-- begin Given text --
By Matthew Knott and Rachel Clun
Top energy policy experts say they are highly dubious about Coalition claims the nation could have a nuclear power plant running within 10 years as the opposition prepares to ignite a major debate on energy policy by nominating possible sites for Australian nuclear reactors.
Opposition Leader Peter Dutton is expected to announce a plan before the May budget to convert retiring coal plants into nuclear energy sites, taking advantage of the fact that the existing plants come equipped with poles and wires to distribute power.
While attacking the Coalition over its nuclear energy plans, Climate Change and Energy Minister Chris Bowen on Sunday said he was open to changing the government’s proposed vehicle emissions standards to address concerns from the auto sector.
The Coalition has said it will be upfront with voters about where it believes nuclear power generation is viable in Australia. The Gippsland region in Victoria and the Hunter Valley in NSW are regarded as among the prime candidates for nuclear energy plants.
The debate over nuclear power is set to be a central policy contest at the next election. Labor MPs are eager to campaign against the Coalition’s push to end the nation’s long-standing moratorium against nuclear energy.
Coalition energy spokesman Ted O’Brien told Sky News on Sunday: “The best experts around the world, with whom we’ve been engaging, are saying Australia could have nuclear up and running within a 10-year period.”
O’Brien said that if Australia wanted to move to net zero while maintaining affordable and reliable electricity generation, nuclear power must be a part of the nation’s energy mix.
“You have over 30 economies right now with nuclear, and wanting more, another 50 in the world wanting to introduce nuclear for the very first time,” he said.
“And here in Australia, we are paying among the highest energy bills in the world, our grid is wobbling with threats of blackouts, we’re already experiencing some blackouts and we need to get to net zero.”
Describing the Coalition case for nuclear power as crumbling like “a Sao [biscuit] in a blender” when subjected to scrutiny, Bowen said there was no way Australia could have a nuclear power plant up and running in a decade.
-- end Given text --
-- begin Supplied entries --
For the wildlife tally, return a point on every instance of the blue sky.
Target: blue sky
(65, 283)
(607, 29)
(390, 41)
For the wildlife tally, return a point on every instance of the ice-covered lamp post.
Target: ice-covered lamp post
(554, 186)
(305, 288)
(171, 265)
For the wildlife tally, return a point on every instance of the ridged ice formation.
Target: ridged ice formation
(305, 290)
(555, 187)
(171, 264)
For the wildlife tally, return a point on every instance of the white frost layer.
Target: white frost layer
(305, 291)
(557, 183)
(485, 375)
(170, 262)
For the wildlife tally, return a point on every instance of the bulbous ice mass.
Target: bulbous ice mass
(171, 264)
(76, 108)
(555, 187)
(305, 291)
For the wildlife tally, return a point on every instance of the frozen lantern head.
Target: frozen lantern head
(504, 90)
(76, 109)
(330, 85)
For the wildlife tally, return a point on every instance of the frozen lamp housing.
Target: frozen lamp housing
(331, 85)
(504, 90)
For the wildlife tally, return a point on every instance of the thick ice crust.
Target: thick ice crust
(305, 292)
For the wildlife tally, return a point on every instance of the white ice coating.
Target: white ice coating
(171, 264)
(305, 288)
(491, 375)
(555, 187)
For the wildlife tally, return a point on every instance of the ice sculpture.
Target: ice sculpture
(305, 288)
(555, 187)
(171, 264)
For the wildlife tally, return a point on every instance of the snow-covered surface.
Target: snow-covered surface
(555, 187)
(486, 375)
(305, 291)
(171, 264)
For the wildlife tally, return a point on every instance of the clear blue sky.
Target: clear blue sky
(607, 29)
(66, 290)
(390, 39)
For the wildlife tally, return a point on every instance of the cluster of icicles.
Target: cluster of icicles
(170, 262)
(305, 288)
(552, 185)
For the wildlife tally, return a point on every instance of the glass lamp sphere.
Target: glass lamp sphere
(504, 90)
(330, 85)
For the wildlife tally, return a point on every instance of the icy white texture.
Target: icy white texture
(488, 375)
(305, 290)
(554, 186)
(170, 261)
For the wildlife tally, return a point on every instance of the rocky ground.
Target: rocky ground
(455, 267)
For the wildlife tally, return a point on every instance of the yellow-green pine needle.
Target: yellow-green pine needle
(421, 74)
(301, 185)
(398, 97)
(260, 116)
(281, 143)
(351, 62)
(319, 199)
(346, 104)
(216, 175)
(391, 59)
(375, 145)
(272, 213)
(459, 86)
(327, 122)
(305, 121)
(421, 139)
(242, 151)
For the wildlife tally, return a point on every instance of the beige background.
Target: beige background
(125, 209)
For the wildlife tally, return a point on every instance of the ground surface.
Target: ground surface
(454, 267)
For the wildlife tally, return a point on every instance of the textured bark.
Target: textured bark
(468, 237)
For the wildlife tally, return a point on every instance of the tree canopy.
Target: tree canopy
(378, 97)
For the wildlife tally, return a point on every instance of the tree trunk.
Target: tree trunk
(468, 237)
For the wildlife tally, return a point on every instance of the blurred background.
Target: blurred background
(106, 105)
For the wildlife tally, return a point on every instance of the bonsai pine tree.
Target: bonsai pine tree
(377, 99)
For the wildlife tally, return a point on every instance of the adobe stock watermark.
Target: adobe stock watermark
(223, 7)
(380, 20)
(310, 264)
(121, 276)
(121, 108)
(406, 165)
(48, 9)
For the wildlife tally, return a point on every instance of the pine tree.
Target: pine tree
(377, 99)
-- end Supplied entries --
▶ _Exercise details_: Resume the article on the Coalition's nuclear power plans, picking up after its last sentence. The listing was taken from a different source than the article.

▶ _Result of the exercise_:
“Tell him he’s dreaming,” Bowen told the ABC’s Insiders, quoting from the beloved film The Castle.
“[In] the United States, with a very developed regulatory regime, with a very developed nuclear industry, the nuclear leader of the world, the average build time of a nuclear power plant in the United States has been 19 years.”
Bowen said the costs also did not stack up, given Britain’s Hinkley Point C nuclear power station was completed late at a cost of $86 billion for just over three gigawatts of energy output. “Now, coal in Australia is about 22 gigawatts. Do the maths,” he said.
“This is an eyewatering, eyewatering amount of government taxpayer subsidy that would be required to make this stack up. Maybe Peter Dutton is prepared to do that. We’re not.”
Former chief scientist Alan Finkel, a respected energy policy expert, said he believed nuclear power was an excellent way to help nations reach net zero emissions over the long term, but he expressed scepticism about the opposition’s 10-year timeframe.
He cited the Barakah nuclear power plant in the United Arab Emirates, which was announced in 2009 and which had the first of four units enter commercial service in 2021.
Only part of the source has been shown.